- **Text**
————————

# Amy Winehouse needs help STAT



## SparklingWaves (Oct 17, 2008)

*Amy Winehouse's devil drugs*







 Amy Winehouse's devil drugs  

                                                      BANG Showbiz /                      October 16, 2008                                                     




    Amy Winehouse blamed her drug habit on the devil during a furious rant.


The troubled singer - bizarrely dressed in only skimpy black shorts and a lace bra - was in a West London recording studio attempting to pen tracks for her forthcoming third album when she became incensed at her uninspired efforts.


Amy, 25, only managed to play a repetitive tune using two notes on her £3,000 guitar and eventually became so frustrated she smashed up the instrument and began screeching that Satan was giving her drugs.
An eyewitness said: "She lost it."


This latest incident has prompted fears for Amy's mental health again.

————————

- **Data**
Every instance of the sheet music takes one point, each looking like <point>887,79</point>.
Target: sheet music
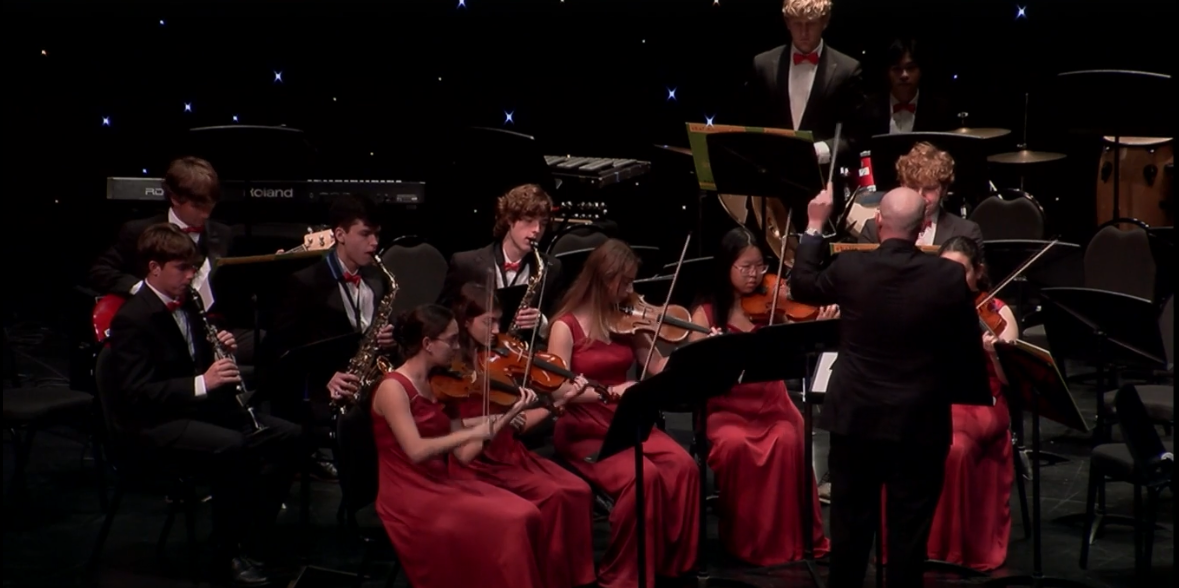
<point>823,371</point>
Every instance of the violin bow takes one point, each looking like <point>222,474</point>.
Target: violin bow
<point>782,263</point>
<point>654,337</point>
<point>1016,273</point>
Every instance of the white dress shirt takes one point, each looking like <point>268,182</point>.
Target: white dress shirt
<point>901,121</point>
<point>201,281</point>
<point>802,81</point>
<point>182,321</point>
<point>357,296</point>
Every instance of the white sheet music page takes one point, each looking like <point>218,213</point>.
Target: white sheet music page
<point>823,371</point>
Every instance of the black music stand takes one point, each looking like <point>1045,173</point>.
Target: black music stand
<point>309,365</point>
<point>704,369</point>
<point>1033,376</point>
<point>768,165</point>
<point>969,153</point>
<point>789,351</point>
<point>244,285</point>
<point>1114,103</point>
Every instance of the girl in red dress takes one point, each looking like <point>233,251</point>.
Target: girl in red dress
<point>580,335</point>
<point>973,521</point>
<point>755,431</point>
<point>447,532</point>
<point>565,501</point>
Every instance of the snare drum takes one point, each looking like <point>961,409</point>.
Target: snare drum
<point>1144,187</point>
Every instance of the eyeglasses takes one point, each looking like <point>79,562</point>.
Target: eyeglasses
<point>752,270</point>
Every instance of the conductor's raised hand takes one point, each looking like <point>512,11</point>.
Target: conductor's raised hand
<point>222,372</point>
<point>819,209</point>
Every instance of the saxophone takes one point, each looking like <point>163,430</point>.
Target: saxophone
<point>369,364</point>
<point>529,295</point>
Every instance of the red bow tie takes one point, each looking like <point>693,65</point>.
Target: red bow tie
<point>807,57</point>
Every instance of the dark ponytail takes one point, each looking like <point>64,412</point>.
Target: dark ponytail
<point>414,325</point>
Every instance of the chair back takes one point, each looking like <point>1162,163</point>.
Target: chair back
<point>420,270</point>
<point>1120,259</point>
<point>1009,215</point>
<point>1151,456</point>
<point>356,461</point>
<point>1167,330</point>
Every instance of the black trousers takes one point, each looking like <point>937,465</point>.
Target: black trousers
<point>913,474</point>
<point>250,473</point>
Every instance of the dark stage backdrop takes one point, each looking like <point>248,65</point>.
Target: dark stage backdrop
<point>101,88</point>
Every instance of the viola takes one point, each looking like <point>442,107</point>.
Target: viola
<point>637,315</point>
<point>988,314</point>
<point>460,382</point>
<point>761,303</point>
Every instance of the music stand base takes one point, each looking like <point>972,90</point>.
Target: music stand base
<point>1034,581</point>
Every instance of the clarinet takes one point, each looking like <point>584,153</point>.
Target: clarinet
<point>222,352</point>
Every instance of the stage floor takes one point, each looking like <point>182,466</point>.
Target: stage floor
<point>48,532</point>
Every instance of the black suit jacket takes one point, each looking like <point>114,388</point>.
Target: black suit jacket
<point>948,225</point>
<point>933,114</point>
<point>118,269</point>
<point>836,96</point>
<point>473,266</point>
<point>910,344</point>
<point>151,367</point>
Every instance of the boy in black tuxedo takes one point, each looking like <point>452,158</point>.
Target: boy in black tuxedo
<point>334,297</point>
<point>192,189</point>
<point>521,217</point>
<point>180,402</point>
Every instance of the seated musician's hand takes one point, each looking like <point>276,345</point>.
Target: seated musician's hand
<point>343,385</point>
<point>988,342</point>
<point>818,210</point>
<point>384,337</point>
<point>228,339</point>
<point>222,372</point>
<point>527,318</point>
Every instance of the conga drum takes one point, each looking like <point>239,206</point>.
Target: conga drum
<point>1144,189</point>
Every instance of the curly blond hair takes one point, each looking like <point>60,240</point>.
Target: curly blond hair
<point>924,165</point>
<point>808,10</point>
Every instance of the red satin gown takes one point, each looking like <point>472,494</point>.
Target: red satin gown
<point>973,522</point>
<point>671,479</point>
<point>565,501</point>
<point>450,532</point>
<point>756,440</point>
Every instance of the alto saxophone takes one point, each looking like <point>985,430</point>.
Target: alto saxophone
<point>529,295</point>
<point>369,364</point>
<point>221,352</point>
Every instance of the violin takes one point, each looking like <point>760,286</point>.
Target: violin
<point>988,315</point>
<point>460,382</point>
<point>545,372</point>
<point>672,321</point>
<point>762,308</point>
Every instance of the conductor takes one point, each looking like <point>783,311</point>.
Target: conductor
<point>909,348</point>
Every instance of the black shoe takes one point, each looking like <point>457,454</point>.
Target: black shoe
<point>243,572</point>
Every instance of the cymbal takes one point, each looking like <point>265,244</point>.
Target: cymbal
<point>982,133</point>
<point>1025,157</point>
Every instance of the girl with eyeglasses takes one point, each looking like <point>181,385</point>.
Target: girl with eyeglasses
<point>447,530</point>
<point>755,431</point>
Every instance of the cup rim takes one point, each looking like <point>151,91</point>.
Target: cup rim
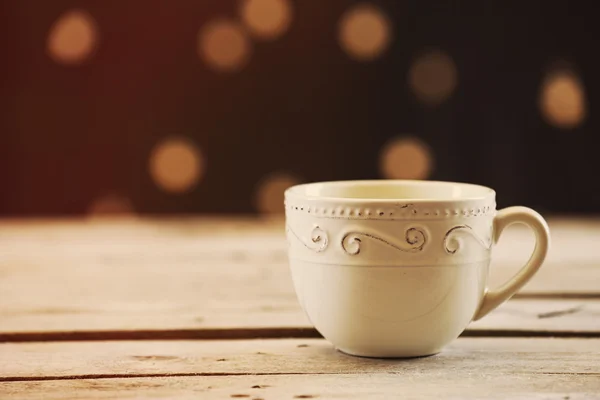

————————

- **Problems to work on**
1. Do these statements agree with the forum post about Amy Winehouse above? Answer yes or no for each, and quote the words from the post that decide it.
(a) The recording studio was in West London.
(b) Her guitar cost £5,000.
(c) She was writing songs for her second album.
2. According to the forum post about Amy Winehouse above, how old was she?
3. Continue the forum post about Amy Winehouse from the point where it stops.

- **Answers per task**
1.
(a) Yes: "was in a West London recording studio"
(b) No: "on her £3,000 guitar"
(c) No: "pen tracks for her forthcoming third album"

2. She was 25.

3.
Earlier this month, it was reported she had threatened to kill herself with a knife because she was missing her incarcerated husband Blake Fielder-Civil, who is currently serving a 27-month sentence for grievous bodily harm and perverting the course of justice.


Last month, the 'Rehab' singer made a shambolic appearance at London's Berkeley Square Ball - an annual charity event in aid of The Prince's Trust.
Amy was supposed to sing backing vocals for her 12-year-old goddaughter Dionne - who was performing at the event in a bid to launch her music career - but only managed to mumble a few words.


Later, she reportedly hit out at a fan who asked for an autograph.
She was heard sobbing: "This isn't a life - it's a mess. Life can't go on. I can't do this any more."


Meanwhile, Mark Ronson has revealed the name of the track he and Amy are covering for a tribute album to legendary producer Quincy Jones.
The pair are lending their talents to 'You Don't Own Me', which was originally a hit for 60s singer Leslie Gore.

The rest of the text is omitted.